··· Source document ···
Go to almost any secular bookstore and you will find a section labeled either “metaphysical” or “supernatural.” Both tend to mean “esoteric” and/or “occult.” Americans have come to identify the word “supernatural” with anything occult, esoteric, mystical and most of it has little if anything to do with Christianity. Somehow we have handed over the word “supernatural” to things like the so-called New Age Movement or perhaps some versions of Christianity that specialize in manufactured miracles (e.g., “leg lengthening” or routine “exorcisms” even of born-again Christians who struggle with some besetting sin or psychological problem).

In The Essentials of Christian Thought I define “supernatural” differently. But this is nothing new; theology almost always uses words differently than they are used in popular culture and even in churches (where popular culture has largely determined the meanings).

Here is the definition I borrow from Cambridge University philosophical theologian John Oman (d. 1939): “The Supernatural means the world which manifests more than natural values, the world which has values which stir the sense of the holy and demand to be esteemed as sacred.” Oman added that the supernatural is “the higher environment” that provokes a sense of sacredness in all people, “the holy” that grounds “All absoluteness, without which truth is mere useful information, morals mere expedient actions, beauty mere pleasing of the senses.” For Oman all this “is from the Supernatural.” (The Natural and the Supernatural, p. 71)

In my opinion, following philosophers and theologians such as Thomas Reid and Horace Bushnell but also C. S. Lewis, the “supernatural” is not over against nature but intermingled with it. It is to nature what the mind is to the brain and the will is to the physical body. These are only analogies, of course, but they point to a dimension of reality that is not reducible to the natural and the material.
···
Short problem 1:
Arrange the lines of the entries below as a numbered list, leaving out blank lines.
··· Task data ···
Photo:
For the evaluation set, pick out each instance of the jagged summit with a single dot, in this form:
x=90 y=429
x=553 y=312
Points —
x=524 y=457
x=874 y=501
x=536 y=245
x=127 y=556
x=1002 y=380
···
Short problem 2:
In the passage on the meaning of "supernatural," which Cambridge University philosophical theologian supplies the borrowed definition?

Task output 1:
1. Photo:
2. For the evaluation set, pick out each instance of the jagged summit with a single dot, in this form:
3. x=90 y=429
4. x=553 y=312
5. Points —
6. x=524 y=457
7. x=874 y=501
8. x=536 y=245
9. x=127 y=556
10. x=1002 y=380

Task output 2:
John Oman